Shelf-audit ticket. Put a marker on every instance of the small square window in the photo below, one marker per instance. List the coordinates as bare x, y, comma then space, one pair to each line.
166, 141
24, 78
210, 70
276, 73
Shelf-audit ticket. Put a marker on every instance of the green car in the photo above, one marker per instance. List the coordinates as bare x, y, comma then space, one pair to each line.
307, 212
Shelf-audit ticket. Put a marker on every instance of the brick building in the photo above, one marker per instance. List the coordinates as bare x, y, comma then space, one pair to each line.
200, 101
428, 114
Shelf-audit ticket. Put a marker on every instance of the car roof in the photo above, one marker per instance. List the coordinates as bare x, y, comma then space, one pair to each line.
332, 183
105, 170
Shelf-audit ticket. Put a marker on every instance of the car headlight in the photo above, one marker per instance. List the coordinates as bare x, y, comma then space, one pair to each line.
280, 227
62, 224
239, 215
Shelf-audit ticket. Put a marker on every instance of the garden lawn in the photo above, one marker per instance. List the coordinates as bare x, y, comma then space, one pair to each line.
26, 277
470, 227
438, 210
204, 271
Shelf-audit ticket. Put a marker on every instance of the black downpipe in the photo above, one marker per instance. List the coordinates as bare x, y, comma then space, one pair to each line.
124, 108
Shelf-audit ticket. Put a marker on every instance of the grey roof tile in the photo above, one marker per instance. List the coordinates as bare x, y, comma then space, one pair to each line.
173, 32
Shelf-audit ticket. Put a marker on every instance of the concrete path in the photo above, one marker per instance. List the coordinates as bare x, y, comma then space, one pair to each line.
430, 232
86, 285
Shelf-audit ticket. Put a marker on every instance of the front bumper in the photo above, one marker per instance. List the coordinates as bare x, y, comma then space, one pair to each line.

> _Indicación_: ¿Puedes transcribir sin cambios todo el listado, desde la línea que contiene "Shelf-audit ticket. Put a marker on every instance of the green" hasta el final, con esa línea incluida?

> _Respuesta completa_:
Shelf-audit ticket. Put a marker on every instance of the green car in the photo above, one marker per instance. List the coordinates as bare x, y, comma then space, one pair to each line.
307, 212
Shelf-audit ticket. Put a marker on every instance of the brick building in the photo above, one marker per instance. List the coordinates as bare x, y, comma then space, one pair to each line.
200, 101
428, 114
Shelf-audit ticket. Put a marker on every instance of the car roof in the photo above, one marker per instance. List the coordinates as bare x, y, comma then space, one pair to each line.
332, 183
105, 170
Shelf-audit ticket. Put a marker on every instance of the car headlight in the photo above, one marker per instance. List the coordinates as bare x, y, comma then space, one pair to each line.
280, 227
62, 224
239, 215
Shelf-audit ticket. Put a marker on every instance of the garden lawn in the photo above, one marker per instance. List the coordinates as bare x, y, comma then space, one pair to each line.
26, 277
470, 227
438, 210
204, 271
Shelf-audit ticket. Put a marker on every instance of the black downpipe in the photo above, one marker per instance. List the coordinates as bare x, y, comma then space, one pair to each line.
124, 108
Shelf-audit ticket. Put a marker on every instance of the grey roof tile in the photo above, one marker per instance. List the coordinates as bare x, y, comma then space, one pair to each line.
173, 32
Shelf-audit ticket. Put a marker on every instance of the concrete path in the photo above, one marker per instance. List the coordinates as bare x, y, comma then space, one pair to each line.
430, 232
86, 285
Shelf-audit ticket. Put a marker on every instance of the front bumper in the photo above, one marker per instance. List the coordinates as bare x, y, comma then space, one pair to each line.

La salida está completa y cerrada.